▶ [Extracted records]:
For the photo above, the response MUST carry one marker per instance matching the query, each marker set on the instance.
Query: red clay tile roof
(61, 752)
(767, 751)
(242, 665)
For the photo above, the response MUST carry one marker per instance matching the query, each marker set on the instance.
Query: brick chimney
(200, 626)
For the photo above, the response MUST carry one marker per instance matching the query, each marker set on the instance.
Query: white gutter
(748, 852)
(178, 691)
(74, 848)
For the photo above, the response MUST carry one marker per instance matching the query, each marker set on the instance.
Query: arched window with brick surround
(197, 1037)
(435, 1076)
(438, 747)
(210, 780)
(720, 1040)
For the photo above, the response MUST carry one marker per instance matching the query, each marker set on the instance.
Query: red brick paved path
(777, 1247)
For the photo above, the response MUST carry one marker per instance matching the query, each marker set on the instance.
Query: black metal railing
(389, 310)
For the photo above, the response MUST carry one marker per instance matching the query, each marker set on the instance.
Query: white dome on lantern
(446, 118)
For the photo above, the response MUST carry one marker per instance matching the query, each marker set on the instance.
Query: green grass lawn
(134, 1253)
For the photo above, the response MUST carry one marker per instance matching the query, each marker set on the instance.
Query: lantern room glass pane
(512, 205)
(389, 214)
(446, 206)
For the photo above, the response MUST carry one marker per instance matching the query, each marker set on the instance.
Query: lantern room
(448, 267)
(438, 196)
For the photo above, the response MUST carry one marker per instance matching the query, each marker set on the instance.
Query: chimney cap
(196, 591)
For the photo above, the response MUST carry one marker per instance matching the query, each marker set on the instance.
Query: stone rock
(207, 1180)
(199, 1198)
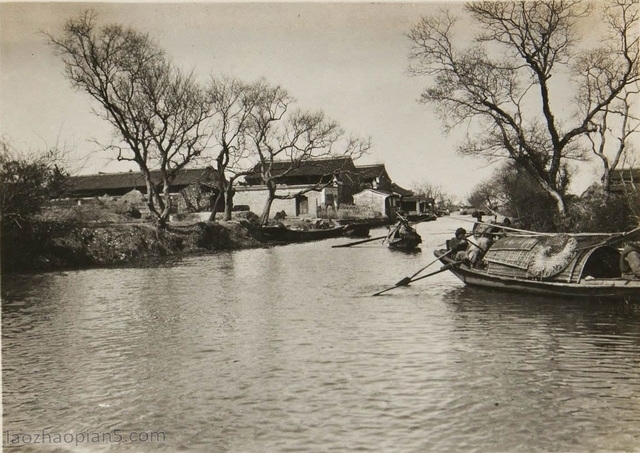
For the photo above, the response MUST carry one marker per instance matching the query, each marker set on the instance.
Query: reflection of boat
(424, 217)
(357, 230)
(281, 233)
(402, 236)
(584, 266)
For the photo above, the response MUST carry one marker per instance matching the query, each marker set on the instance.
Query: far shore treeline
(510, 85)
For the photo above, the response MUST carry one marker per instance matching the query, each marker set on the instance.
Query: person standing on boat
(630, 261)
(458, 245)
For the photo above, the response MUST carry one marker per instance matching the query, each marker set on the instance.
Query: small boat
(282, 233)
(424, 217)
(582, 266)
(357, 230)
(402, 236)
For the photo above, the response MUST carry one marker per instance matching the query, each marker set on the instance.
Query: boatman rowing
(630, 261)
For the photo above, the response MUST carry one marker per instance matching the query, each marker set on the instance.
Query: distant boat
(282, 233)
(582, 266)
(402, 236)
(424, 217)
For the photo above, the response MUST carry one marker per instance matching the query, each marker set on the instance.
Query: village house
(194, 189)
(326, 183)
(316, 188)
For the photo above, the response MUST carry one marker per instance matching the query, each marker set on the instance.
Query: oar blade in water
(405, 281)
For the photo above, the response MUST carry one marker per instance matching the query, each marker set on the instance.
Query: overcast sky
(348, 59)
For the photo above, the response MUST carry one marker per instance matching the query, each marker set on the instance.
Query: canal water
(284, 349)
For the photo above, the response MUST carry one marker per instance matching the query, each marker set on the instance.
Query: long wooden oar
(446, 267)
(358, 242)
(407, 280)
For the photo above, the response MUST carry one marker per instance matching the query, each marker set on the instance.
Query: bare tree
(234, 103)
(504, 83)
(610, 142)
(296, 138)
(614, 123)
(433, 191)
(160, 115)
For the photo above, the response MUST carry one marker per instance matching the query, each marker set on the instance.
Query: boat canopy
(561, 257)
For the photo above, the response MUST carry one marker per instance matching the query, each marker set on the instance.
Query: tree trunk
(264, 218)
(606, 180)
(228, 201)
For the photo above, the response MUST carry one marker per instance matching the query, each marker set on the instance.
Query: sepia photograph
(311, 226)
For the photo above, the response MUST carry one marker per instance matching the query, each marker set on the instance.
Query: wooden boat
(281, 233)
(357, 230)
(402, 236)
(583, 266)
(425, 217)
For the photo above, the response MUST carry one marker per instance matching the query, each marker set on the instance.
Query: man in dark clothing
(458, 245)
(630, 261)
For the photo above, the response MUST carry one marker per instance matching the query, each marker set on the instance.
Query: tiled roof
(626, 174)
(401, 191)
(133, 180)
(308, 168)
(371, 171)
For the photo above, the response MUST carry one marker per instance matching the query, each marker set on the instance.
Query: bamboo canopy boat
(402, 236)
(576, 265)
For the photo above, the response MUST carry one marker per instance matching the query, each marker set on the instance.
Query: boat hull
(605, 288)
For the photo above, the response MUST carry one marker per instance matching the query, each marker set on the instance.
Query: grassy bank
(71, 241)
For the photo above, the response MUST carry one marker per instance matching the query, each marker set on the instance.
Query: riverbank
(54, 245)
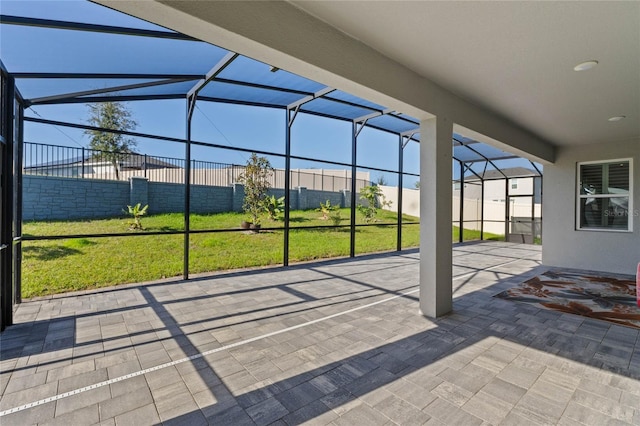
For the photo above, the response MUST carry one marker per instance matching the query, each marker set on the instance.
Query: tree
(256, 184)
(114, 116)
(373, 196)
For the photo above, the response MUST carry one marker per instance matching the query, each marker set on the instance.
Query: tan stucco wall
(596, 250)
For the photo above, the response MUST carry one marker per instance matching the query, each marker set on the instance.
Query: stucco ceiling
(514, 58)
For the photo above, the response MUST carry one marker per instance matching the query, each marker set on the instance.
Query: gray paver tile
(267, 411)
(142, 416)
(84, 416)
(125, 402)
(81, 400)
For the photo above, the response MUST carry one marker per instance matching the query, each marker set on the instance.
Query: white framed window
(604, 195)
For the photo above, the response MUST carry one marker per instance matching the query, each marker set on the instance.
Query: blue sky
(223, 124)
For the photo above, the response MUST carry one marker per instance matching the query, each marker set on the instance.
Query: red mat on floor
(610, 298)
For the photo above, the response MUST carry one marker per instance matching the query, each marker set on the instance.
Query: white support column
(436, 296)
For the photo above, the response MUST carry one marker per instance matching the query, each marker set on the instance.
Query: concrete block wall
(51, 198)
(55, 198)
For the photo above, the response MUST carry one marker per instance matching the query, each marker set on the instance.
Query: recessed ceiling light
(585, 66)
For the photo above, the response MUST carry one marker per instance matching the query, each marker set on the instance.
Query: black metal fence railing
(85, 163)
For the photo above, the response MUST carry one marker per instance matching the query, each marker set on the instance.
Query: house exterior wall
(565, 246)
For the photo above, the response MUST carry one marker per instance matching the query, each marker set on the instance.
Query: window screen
(604, 196)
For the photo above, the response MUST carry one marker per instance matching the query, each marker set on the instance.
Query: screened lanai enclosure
(201, 113)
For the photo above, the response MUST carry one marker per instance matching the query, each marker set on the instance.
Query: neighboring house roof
(130, 161)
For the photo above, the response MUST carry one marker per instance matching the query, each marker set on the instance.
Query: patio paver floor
(338, 342)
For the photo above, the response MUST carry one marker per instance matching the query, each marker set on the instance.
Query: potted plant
(274, 206)
(256, 183)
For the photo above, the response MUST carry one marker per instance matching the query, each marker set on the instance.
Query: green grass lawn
(57, 266)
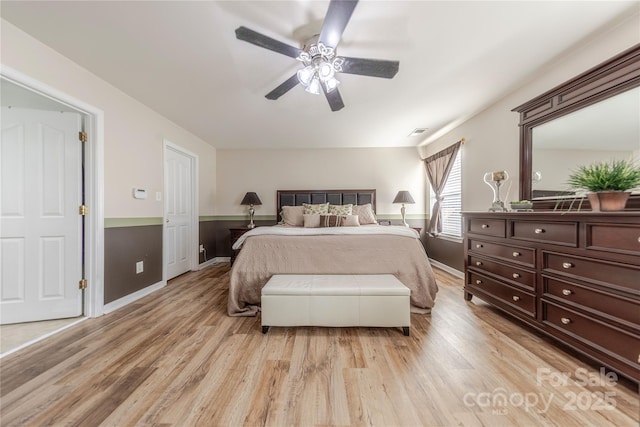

▶ [Requirements]:
Please pull every line from the data above that contains the string "water" and copy each one in full. Only matches with the same uppercase and lowercase letters count.

▶ [Written response]:
Query: oar blade in water
Query: canal water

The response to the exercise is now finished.